▶ [Task list]:
1 – Translate this sentence from the painting commentary below into Spanish: "The composition is intimate rather than monumental: the figure fills the canvas without the heroic scale of a Baselitz or Kiefer."
2 – Please reproduce the painting commentary below word for word, starting at "Male Nude, Neukölln" and ending at "represented since 1989.".

Male Nude, Neukölln (c. 1980–1983) is a representative painting by Salomé (Wolfgang Cihlarz) from his early 1980s series of male nudes set in Neukölln, West Berlin. The specific painting is documented in exhibitions of the period and in the artist’s gallery records at Galerie Deschler, Berlin, where Salomé has been represented since 1989.
Close looking
The canvas presents a reclining or standing male nude in an interior space — a room in Neukölln, the West Berlin district where Salomé lived and worked. The palette carries what Salomé’s critics called the “pink note”: a deliberate tonal warmth — flesh pinks, salmon, and rose — that distinguishes his work from the darker, more bruised palettes of the core Neo-Expressionist generation. The brushwork is rapid and visible, the mark-making at once descriptive (the curve of a thigh, the knot of a shoulder) and declarative (the paint as paint, the stroke as stroke).
The composition is intimate rather than monumental: the figure fills the canvas without the heroic scale of a Baselitz or Kiefer. Where Baselitz’s heroes are solitary and burdened, Salomé’s nudes are relational — they exist in rooms, on beds, in bathrooms, in the company of implied others. The figure-ground relation is domestic: the body is not isolated against a void but embedded in wallpaper, tile, fabric — the material texture of working-class Berlin life.
What reads first is the unburdening: the body is not wounded, not heroic, not historical. It is simply present, available, seen. The gesture of the brush is tender rather than aggressive — a caress rather than an assault. This tenderness is the formal argument: the “pink note” as a refusal of the traumatized masculinity that dominates the Baselitz-Kiefer axis. The texture varies from thin, washy passages in the background to thicker impasto in the flesh, as if the paint itself becomes fleshier where the body is.

▶ [Supplied data]:
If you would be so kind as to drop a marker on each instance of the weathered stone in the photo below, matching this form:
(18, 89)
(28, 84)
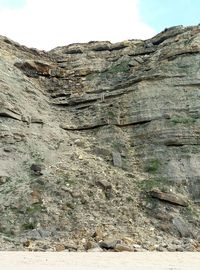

▶ [Expected answers]:
1 – La composición es íntima más que monumental: la figura llena el lienzo sin la escala heroica de un Baselitz o un Kiefer.

2 –
Male Nude, Neukölln (c. 1980–1983) is a representative painting by Salomé (Wolfgang Cihlarz) from his early 1980s series of male nudes set in Neukölln, West Berlin. The specific painting is documented in exhibitions of the period and in the artist’s gallery records at Galerie Deschler, Berlin, where Salomé has been represented since 1989.